> Source text
-----

Where Dragon Keep was and expansion of the core Borderlands 2 experience, Wonderlands at it’s core is very much Borderlands 3. So much of the DNA bleeds through to what you’ll experience in Wonderlands when it comes to the primary design of the game, but it’s incredibly refreshing to have it all set in a lush, vibrant fantasy universe rather than the harsh, apocalyptic setting so prominent in the Borderlands series. Wonderlands is certainly the most beautiful these games have ever been from a world design and art direction standpoint.
If you’re a Borderlands fan you’re likely going to love Wonderlands. Though I feel if you’ve played the series in the past and didn’t quite like the design of them, Wonderlands doesn’t do a whole lot at it’s core to change your mind. Although it features a refreshing new setting, it’s still very much a looter-shooter, with the same style of humour and writing that has become a staple of the Borderlands series.

-----

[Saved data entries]
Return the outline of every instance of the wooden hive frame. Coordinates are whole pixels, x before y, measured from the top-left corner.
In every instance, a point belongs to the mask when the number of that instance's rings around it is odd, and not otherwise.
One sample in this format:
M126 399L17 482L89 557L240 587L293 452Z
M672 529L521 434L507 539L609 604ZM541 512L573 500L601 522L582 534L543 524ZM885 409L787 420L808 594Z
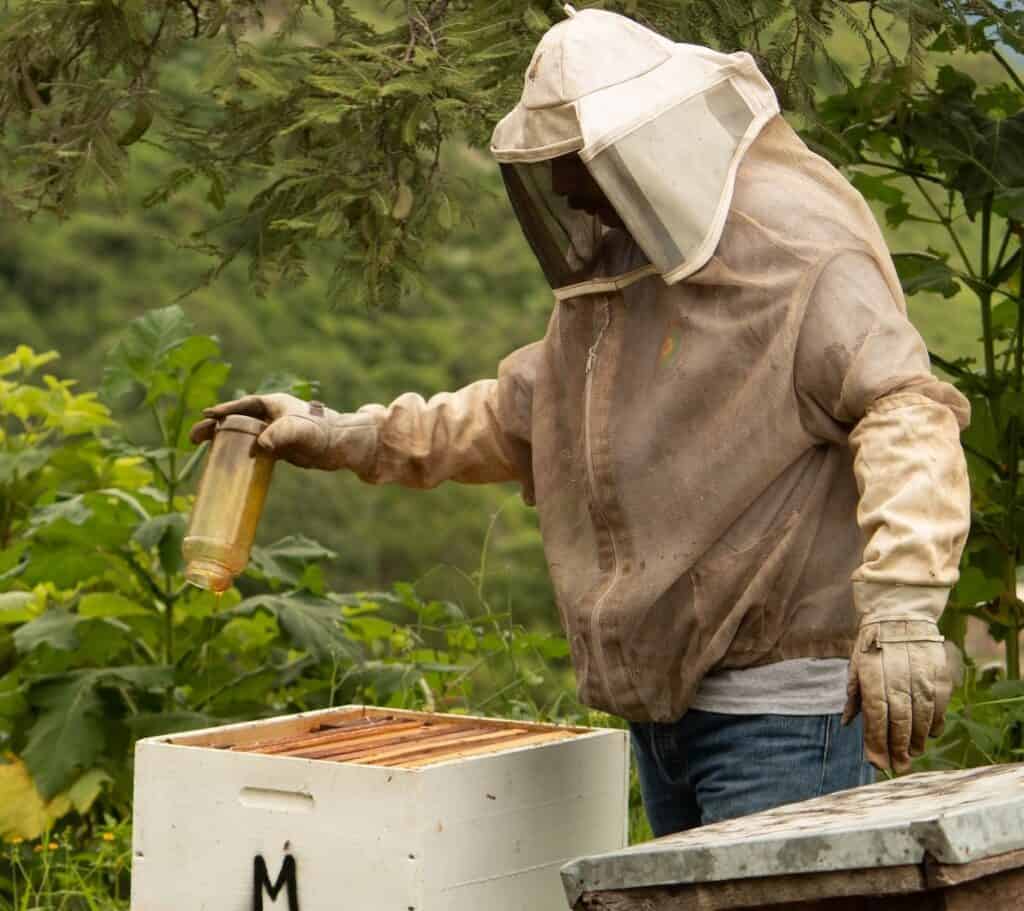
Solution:
M281 725L182 735L171 743L236 752L416 769L467 756L566 740L586 728L381 708L290 719Z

-----

> Work order
Reproduce word for word the part of the Wonderlands review that begins at the words "Where Dragon Keep" and stops after "art direction standpoint.". None of the rows is needed here.

> Solution below
Where Dragon Keep was and expansion of the core Borderlands 2 experience, Wonderlands at it’s core is very much Borderlands 3. So much of the DNA bleeds through to what you’ll experience in Wonderlands when it comes to the primary design of the game, but it’s incredibly refreshing to have it all set in a lush, vibrant fantasy universe rather than the harsh, apocalyptic setting so prominent in the Borderlands series. Wonderlands is certainly the most beautiful these games have ever been from a world design and art direction standpoint.